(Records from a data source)
[Begin]
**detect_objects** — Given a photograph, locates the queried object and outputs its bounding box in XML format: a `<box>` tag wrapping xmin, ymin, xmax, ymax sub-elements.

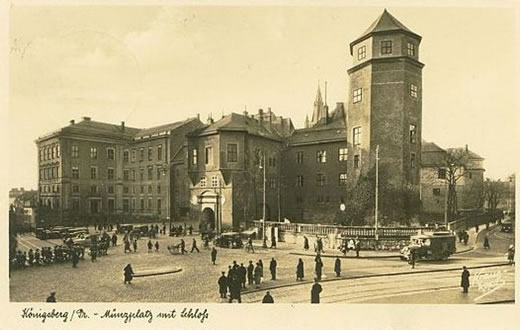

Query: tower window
<box><xmin>352</xmin><ymin>88</ymin><xmax>363</xmax><ymax>103</ymax></box>
<box><xmin>316</xmin><ymin>150</ymin><xmax>327</xmax><ymax>163</ymax></box>
<box><xmin>406</xmin><ymin>42</ymin><xmax>415</xmax><ymax>56</ymax></box>
<box><xmin>352</xmin><ymin>126</ymin><xmax>361</xmax><ymax>146</ymax></box>
<box><xmin>381</xmin><ymin>40</ymin><xmax>392</xmax><ymax>55</ymax></box>
<box><xmin>410</xmin><ymin>84</ymin><xmax>418</xmax><ymax>99</ymax></box>
<box><xmin>410</xmin><ymin>124</ymin><xmax>417</xmax><ymax>143</ymax></box>
<box><xmin>358</xmin><ymin>46</ymin><xmax>367</xmax><ymax>60</ymax></box>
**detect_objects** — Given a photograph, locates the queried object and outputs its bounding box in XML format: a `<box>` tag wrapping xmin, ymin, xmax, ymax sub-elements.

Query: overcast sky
<box><xmin>8</xmin><ymin>6</ymin><xmax>519</xmax><ymax>188</ymax></box>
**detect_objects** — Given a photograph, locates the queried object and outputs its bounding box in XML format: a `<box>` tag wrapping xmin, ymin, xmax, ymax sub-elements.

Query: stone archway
<box><xmin>201</xmin><ymin>207</ymin><xmax>217</xmax><ymax>230</ymax></box>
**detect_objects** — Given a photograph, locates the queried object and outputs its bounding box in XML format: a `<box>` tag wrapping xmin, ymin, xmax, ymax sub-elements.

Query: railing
<box><xmin>253</xmin><ymin>221</ymin><xmax>431</xmax><ymax>239</ymax></box>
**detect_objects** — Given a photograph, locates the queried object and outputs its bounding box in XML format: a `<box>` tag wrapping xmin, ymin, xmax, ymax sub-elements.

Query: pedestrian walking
<box><xmin>296</xmin><ymin>258</ymin><xmax>304</xmax><ymax>281</ymax></box>
<box><xmin>254</xmin><ymin>262</ymin><xmax>263</xmax><ymax>289</ymax></box>
<box><xmin>269</xmin><ymin>258</ymin><xmax>277</xmax><ymax>281</ymax></box>
<box><xmin>181</xmin><ymin>238</ymin><xmax>188</xmax><ymax>254</ymax></box>
<box><xmin>262</xmin><ymin>291</ymin><xmax>274</xmax><ymax>304</ymax></box>
<box><xmin>334</xmin><ymin>257</ymin><xmax>341</xmax><ymax>277</ymax></box>
<box><xmin>217</xmin><ymin>272</ymin><xmax>228</xmax><ymax>298</ymax></box>
<box><xmin>123</xmin><ymin>264</ymin><xmax>134</xmax><ymax>284</ymax></box>
<box><xmin>190</xmin><ymin>238</ymin><xmax>200</xmax><ymax>253</ymax></box>
<box><xmin>247</xmin><ymin>260</ymin><xmax>255</xmax><ymax>285</ymax></box>
<box><xmin>311</xmin><ymin>278</ymin><xmax>323</xmax><ymax>304</ymax></box>
<box><xmin>460</xmin><ymin>266</ymin><xmax>469</xmax><ymax>293</ymax></box>
<box><xmin>314</xmin><ymin>255</ymin><xmax>323</xmax><ymax>281</ymax></box>
<box><xmin>211</xmin><ymin>247</ymin><xmax>217</xmax><ymax>265</ymax></box>
<box><xmin>46</xmin><ymin>291</ymin><xmax>56</xmax><ymax>302</ymax></box>
<box><xmin>484</xmin><ymin>233</ymin><xmax>490</xmax><ymax>249</ymax></box>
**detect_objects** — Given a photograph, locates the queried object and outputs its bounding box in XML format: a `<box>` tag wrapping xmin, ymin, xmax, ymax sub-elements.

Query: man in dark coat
<box><xmin>460</xmin><ymin>266</ymin><xmax>469</xmax><ymax>293</ymax></box>
<box><xmin>238</xmin><ymin>263</ymin><xmax>247</xmax><ymax>289</ymax></box>
<box><xmin>296</xmin><ymin>258</ymin><xmax>303</xmax><ymax>281</ymax></box>
<box><xmin>262</xmin><ymin>291</ymin><xmax>274</xmax><ymax>304</ymax></box>
<box><xmin>247</xmin><ymin>260</ymin><xmax>255</xmax><ymax>285</ymax></box>
<box><xmin>311</xmin><ymin>278</ymin><xmax>323</xmax><ymax>304</ymax></box>
<box><xmin>46</xmin><ymin>291</ymin><xmax>56</xmax><ymax>302</ymax></box>
<box><xmin>217</xmin><ymin>272</ymin><xmax>227</xmax><ymax>298</ymax></box>
<box><xmin>334</xmin><ymin>257</ymin><xmax>341</xmax><ymax>277</ymax></box>
<box><xmin>269</xmin><ymin>258</ymin><xmax>277</xmax><ymax>281</ymax></box>
<box><xmin>211</xmin><ymin>247</ymin><xmax>217</xmax><ymax>265</ymax></box>
<box><xmin>123</xmin><ymin>264</ymin><xmax>134</xmax><ymax>284</ymax></box>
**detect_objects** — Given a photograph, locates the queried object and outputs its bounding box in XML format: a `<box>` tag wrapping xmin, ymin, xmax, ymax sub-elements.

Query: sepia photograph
<box><xmin>5</xmin><ymin>2</ymin><xmax>519</xmax><ymax>316</ymax></box>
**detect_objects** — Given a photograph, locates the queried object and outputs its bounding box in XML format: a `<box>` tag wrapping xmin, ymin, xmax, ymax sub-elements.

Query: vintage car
<box><xmin>400</xmin><ymin>231</ymin><xmax>456</xmax><ymax>260</ymax></box>
<box><xmin>215</xmin><ymin>232</ymin><xmax>244</xmax><ymax>249</ymax></box>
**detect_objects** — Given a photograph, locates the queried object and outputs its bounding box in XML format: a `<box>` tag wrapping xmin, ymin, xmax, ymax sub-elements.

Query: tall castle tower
<box><xmin>347</xmin><ymin>9</ymin><xmax>424</xmax><ymax>192</ymax></box>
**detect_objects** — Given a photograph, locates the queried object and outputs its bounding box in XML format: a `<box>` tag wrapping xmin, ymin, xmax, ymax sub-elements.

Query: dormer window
<box><xmin>381</xmin><ymin>40</ymin><xmax>392</xmax><ymax>55</ymax></box>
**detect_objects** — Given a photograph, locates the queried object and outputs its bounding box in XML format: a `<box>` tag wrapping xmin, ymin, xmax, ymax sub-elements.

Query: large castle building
<box><xmin>36</xmin><ymin>10</ymin><xmax>476</xmax><ymax>230</ymax></box>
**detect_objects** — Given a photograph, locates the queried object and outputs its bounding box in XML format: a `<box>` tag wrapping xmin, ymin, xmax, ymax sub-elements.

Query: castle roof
<box><xmin>350</xmin><ymin>9</ymin><xmax>421</xmax><ymax>54</ymax></box>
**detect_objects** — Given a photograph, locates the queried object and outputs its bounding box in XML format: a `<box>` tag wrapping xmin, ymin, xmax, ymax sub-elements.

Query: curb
<box><xmin>289</xmin><ymin>252</ymin><xmax>400</xmax><ymax>259</ymax></box>
<box><xmin>133</xmin><ymin>268</ymin><xmax>182</xmax><ymax>277</ymax></box>
<box><xmin>243</xmin><ymin>263</ymin><xmax>511</xmax><ymax>295</ymax></box>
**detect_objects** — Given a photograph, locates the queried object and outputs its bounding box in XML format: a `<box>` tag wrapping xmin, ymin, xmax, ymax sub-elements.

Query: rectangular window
<box><xmin>316</xmin><ymin>150</ymin><xmax>327</xmax><ymax>163</ymax></box>
<box><xmin>410</xmin><ymin>84</ymin><xmax>418</xmax><ymax>99</ymax></box>
<box><xmin>72</xmin><ymin>166</ymin><xmax>79</xmax><ymax>179</ymax></box>
<box><xmin>410</xmin><ymin>124</ymin><xmax>417</xmax><ymax>143</ymax></box>
<box><xmin>72</xmin><ymin>199</ymin><xmax>79</xmax><ymax>212</ymax></box>
<box><xmin>316</xmin><ymin>173</ymin><xmax>326</xmax><ymax>186</ymax></box>
<box><xmin>352</xmin><ymin>88</ymin><xmax>363</xmax><ymax>103</ymax></box>
<box><xmin>228</xmin><ymin>144</ymin><xmax>238</xmax><ymax>163</ymax></box>
<box><xmin>296</xmin><ymin>151</ymin><xmax>303</xmax><ymax>164</ymax></box>
<box><xmin>296</xmin><ymin>175</ymin><xmax>303</xmax><ymax>187</ymax></box>
<box><xmin>107</xmin><ymin>168</ymin><xmax>116</xmax><ymax>180</ymax></box>
<box><xmin>107</xmin><ymin>148</ymin><xmax>116</xmax><ymax>160</ymax></box>
<box><xmin>338</xmin><ymin>148</ymin><xmax>347</xmax><ymax>162</ymax></box>
<box><xmin>90</xmin><ymin>166</ymin><xmax>97</xmax><ymax>179</ymax></box>
<box><xmin>406</xmin><ymin>42</ymin><xmax>415</xmax><ymax>56</ymax></box>
<box><xmin>358</xmin><ymin>46</ymin><xmax>367</xmax><ymax>61</ymax></box>
<box><xmin>157</xmin><ymin>144</ymin><xmax>162</xmax><ymax>160</ymax></box>
<box><xmin>205</xmin><ymin>147</ymin><xmax>213</xmax><ymax>165</ymax></box>
<box><xmin>338</xmin><ymin>173</ymin><xmax>347</xmax><ymax>186</ymax></box>
<box><xmin>191</xmin><ymin>149</ymin><xmax>199</xmax><ymax>165</ymax></box>
<box><xmin>352</xmin><ymin>126</ymin><xmax>361</xmax><ymax>146</ymax></box>
<box><xmin>381</xmin><ymin>40</ymin><xmax>392</xmax><ymax>55</ymax></box>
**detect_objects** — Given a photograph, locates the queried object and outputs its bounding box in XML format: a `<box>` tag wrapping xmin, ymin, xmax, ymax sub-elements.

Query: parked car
<box><xmin>215</xmin><ymin>232</ymin><xmax>244</xmax><ymax>249</ymax></box>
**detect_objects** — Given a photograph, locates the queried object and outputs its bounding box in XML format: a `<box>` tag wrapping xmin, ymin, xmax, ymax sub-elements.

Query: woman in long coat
<box><xmin>460</xmin><ymin>266</ymin><xmax>469</xmax><ymax>293</ymax></box>
<box><xmin>124</xmin><ymin>264</ymin><xmax>134</xmax><ymax>284</ymax></box>
<box><xmin>296</xmin><ymin>258</ymin><xmax>303</xmax><ymax>281</ymax></box>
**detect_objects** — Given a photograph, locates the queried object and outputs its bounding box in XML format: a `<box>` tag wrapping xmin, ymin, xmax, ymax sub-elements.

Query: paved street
<box><xmin>10</xmin><ymin>226</ymin><xmax>514</xmax><ymax>303</ymax></box>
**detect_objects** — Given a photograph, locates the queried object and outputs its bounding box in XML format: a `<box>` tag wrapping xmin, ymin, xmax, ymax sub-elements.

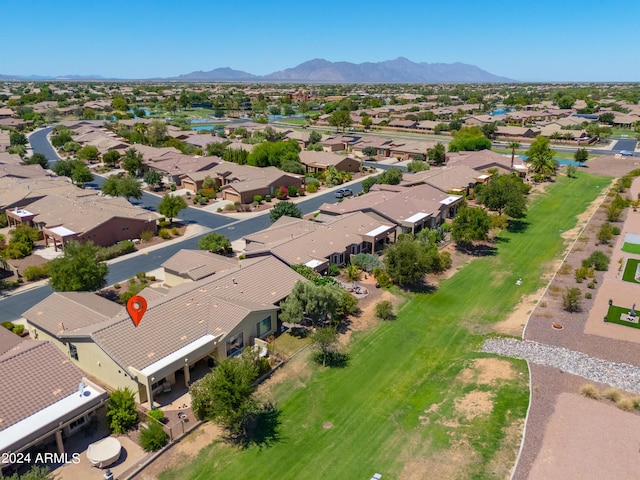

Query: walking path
<box><xmin>482</xmin><ymin>338</ymin><xmax>640</xmax><ymax>393</ymax></box>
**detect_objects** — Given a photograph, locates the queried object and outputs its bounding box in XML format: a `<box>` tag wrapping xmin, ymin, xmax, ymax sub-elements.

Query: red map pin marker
<box><xmin>127</xmin><ymin>295</ymin><xmax>147</xmax><ymax>327</ymax></box>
[End]
▸ WHAT YOU WILL DO
Select every line of the records above that contains the word "castle" and copy each one out.

▸ FINISHED EXERCISE
Query: tall castle tower
Query: large castle building
Query: castle roof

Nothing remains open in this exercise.